>> begin
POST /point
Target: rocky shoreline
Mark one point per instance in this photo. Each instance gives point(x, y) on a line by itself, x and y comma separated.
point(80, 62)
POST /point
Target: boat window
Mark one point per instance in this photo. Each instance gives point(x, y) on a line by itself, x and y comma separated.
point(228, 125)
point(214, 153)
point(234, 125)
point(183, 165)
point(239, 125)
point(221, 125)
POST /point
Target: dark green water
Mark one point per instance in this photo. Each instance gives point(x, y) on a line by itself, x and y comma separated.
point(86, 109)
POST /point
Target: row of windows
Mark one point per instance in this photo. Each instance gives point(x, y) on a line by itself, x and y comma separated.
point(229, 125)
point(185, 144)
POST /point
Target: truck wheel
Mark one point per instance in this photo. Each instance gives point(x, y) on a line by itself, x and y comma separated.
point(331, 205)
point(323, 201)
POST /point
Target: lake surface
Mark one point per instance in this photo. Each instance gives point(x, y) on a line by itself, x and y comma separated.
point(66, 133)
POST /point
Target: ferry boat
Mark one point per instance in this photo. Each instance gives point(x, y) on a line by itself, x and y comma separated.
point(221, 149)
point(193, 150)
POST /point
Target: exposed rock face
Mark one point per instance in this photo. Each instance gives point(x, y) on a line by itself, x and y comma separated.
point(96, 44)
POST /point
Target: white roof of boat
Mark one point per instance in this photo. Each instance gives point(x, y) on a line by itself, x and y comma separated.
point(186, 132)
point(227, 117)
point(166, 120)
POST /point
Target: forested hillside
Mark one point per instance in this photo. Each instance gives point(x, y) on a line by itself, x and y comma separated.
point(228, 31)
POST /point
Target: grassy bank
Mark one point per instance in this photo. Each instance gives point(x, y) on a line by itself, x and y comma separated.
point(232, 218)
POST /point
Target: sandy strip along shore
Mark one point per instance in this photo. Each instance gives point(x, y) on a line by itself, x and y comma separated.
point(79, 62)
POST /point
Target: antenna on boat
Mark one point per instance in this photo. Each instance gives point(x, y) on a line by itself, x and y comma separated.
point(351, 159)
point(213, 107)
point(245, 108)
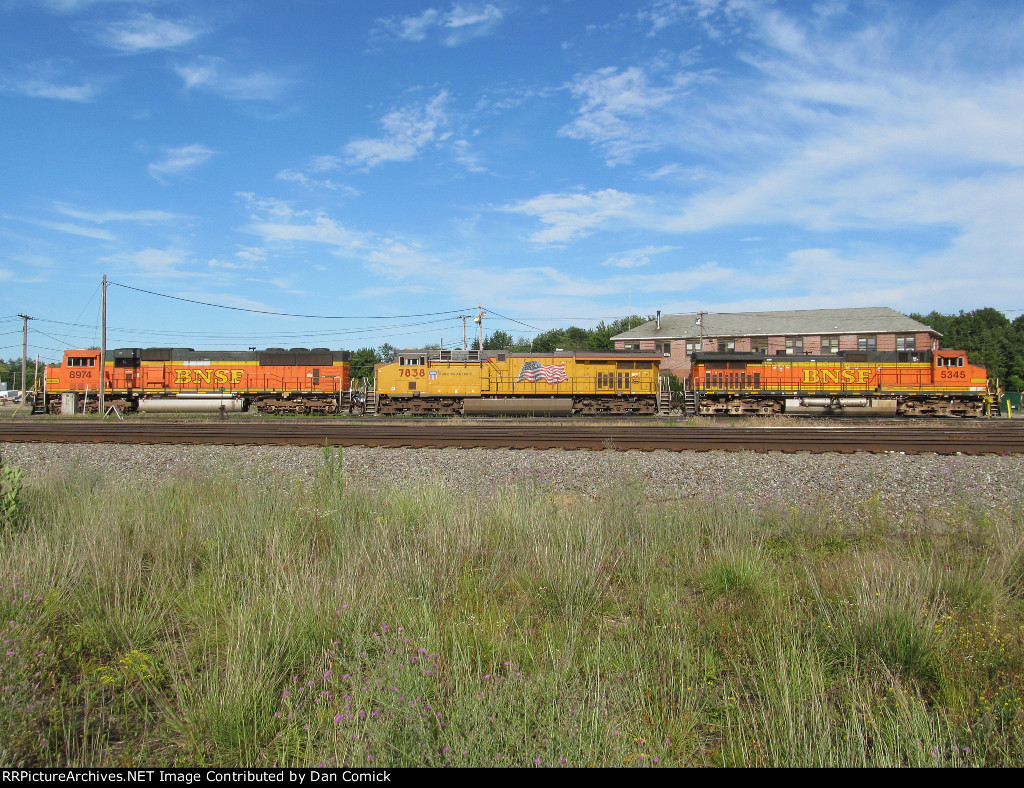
>> end
Written exercise >>
Update all of the records above by writing them out again with "photo" replaced by "image" and everything else unchanged. Leave the pictures out of your answer.

Task response >>
POST /point
Target: rocky shoreline
Mark one point per instance in this image. Each instance gives point(x, y) on a line by itself, x and y comma separated.
point(80, 62)
POST /point
Target: boat window
Mark one point per instance in this image. Each instance gives point(x, y) on a line by itself, x and y comma separated.
point(228, 125)
point(214, 153)
point(234, 125)
point(183, 165)
point(239, 125)
point(221, 125)
POST /point
Target: dark green water
Mark one point per instance in this image. Each instance gives point(x, y) on a line by itself, x and y comma separated.
point(86, 109)
POST /point
Target: row of windows
Mark one point per instance in this image. Each instance gives point(x, y) on a line by itself, x and y comma separated.
point(229, 125)
point(185, 144)
POST /point
Target: truck wheel
Mark one point per instance in this image. Each instance gives point(x, y) on a line by itself, x and y comma separated.
point(331, 205)
point(323, 201)
POST /point
Target: lake surface
Mark one point per instance in this image. Each instance gives point(x, y) on a line by itself, x and y comma separated.
point(66, 133)
POST /point
Target: ferry boat
Mark one point per instance in this image. Each instance gives point(x, y) on a line by itself, x and y comma separated.
point(221, 149)
point(193, 150)
POST /point
Target: exposed rock face
Mark one point per instance in this image. Each instance gives point(x, y) on a line by itself, x and y comma separated.
point(96, 44)
POST /point
Target: white roof of boat
Mark one point per instance in this image. Each instance gives point(x, y) on a line by itself, x and y comma separated.
point(186, 132)
point(227, 117)
point(166, 120)
POST /point
Target: forested hillside
Mark one point per instance in this image. Each instance gives point(x, y) on a line by itself, x and y comma separated.
point(228, 31)
POST /point
Target: grassy bank
Mark one point per instance in this image. Each instance gives point(x, y) on a line by itself, x and y comma separated.
point(232, 218)
POST /point
Target: sandy strip along shore
Mark one point per instance in this image. Each instance gives point(x, y) on a line by itself, x and y comma separated.
point(79, 62)
POST /point
Target: antenna on boat
Mark one point per instance in this image. Each instance gives point(x, y) on a line by itself, x and y comma separated.
point(351, 159)
point(213, 107)
point(245, 108)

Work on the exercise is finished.